■ **Problem statement**: Print all of the entries below line for line, without any changes, and leave the pictures out.

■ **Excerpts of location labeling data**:
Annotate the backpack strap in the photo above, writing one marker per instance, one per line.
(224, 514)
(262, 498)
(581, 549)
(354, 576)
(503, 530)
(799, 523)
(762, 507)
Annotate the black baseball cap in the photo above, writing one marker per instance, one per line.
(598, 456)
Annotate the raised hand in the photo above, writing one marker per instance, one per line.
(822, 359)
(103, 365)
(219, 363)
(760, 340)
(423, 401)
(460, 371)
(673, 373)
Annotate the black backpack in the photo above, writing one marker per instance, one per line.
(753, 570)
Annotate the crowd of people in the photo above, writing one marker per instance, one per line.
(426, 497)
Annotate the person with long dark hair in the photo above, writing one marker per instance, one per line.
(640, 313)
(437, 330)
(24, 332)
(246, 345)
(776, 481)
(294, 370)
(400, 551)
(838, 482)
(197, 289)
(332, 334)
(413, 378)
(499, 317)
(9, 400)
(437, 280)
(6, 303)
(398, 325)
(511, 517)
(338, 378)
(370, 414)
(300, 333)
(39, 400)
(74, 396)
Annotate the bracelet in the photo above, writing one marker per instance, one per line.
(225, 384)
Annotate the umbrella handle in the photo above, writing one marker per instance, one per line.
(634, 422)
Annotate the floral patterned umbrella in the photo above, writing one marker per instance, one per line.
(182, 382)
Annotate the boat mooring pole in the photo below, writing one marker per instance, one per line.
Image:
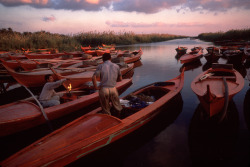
(226, 100)
(41, 107)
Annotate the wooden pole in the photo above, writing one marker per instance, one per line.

■ **Result**:
Annotate the backpack strap in the photo above, writing one marker per instance, one per line.
(224, 514)
(262, 498)
(581, 549)
(354, 576)
(503, 530)
(799, 523)
(762, 507)
Annotate the black baseball cap in the photo above, writing one marker per instance, one per line.
(598, 456)
Annotate the raised hand in the photo above, writing one marker per instance, one per line.
(822, 359)
(103, 365)
(219, 363)
(760, 340)
(423, 401)
(460, 371)
(673, 373)
Annotate the black backpack in the photo above, writing one marker per instance, one per line.
(753, 570)
Annotate the crowd of people in the photo above, writing one marker per instance, one per line.
(426, 497)
Annotate the person with long dark hair in the photo above, writing one marker per instance, one per line.
(640, 313)
(437, 330)
(24, 332)
(246, 345)
(776, 481)
(294, 370)
(400, 551)
(838, 482)
(197, 289)
(332, 334)
(413, 378)
(499, 317)
(9, 400)
(437, 280)
(6, 303)
(398, 325)
(511, 517)
(338, 378)
(370, 414)
(300, 333)
(39, 400)
(74, 396)
Annotate the bracelet in the photo above, writing one marker per instance, one per line.
(225, 384)
Annotate the umbrella handle in the photo above, writing one marker per instance, one per line.
(634, 422)
Annotate the floral patterned umbrella in the photo above, writing one marker per instance, one per line.
(182, 382)
Annotate the boat mooring pole in the photo below, writing one marker per instance, one per line.
Image:
(226, 100)
(41, 107)
Annotate the wooden pole in the photo above, writing one marker per instance, one per line.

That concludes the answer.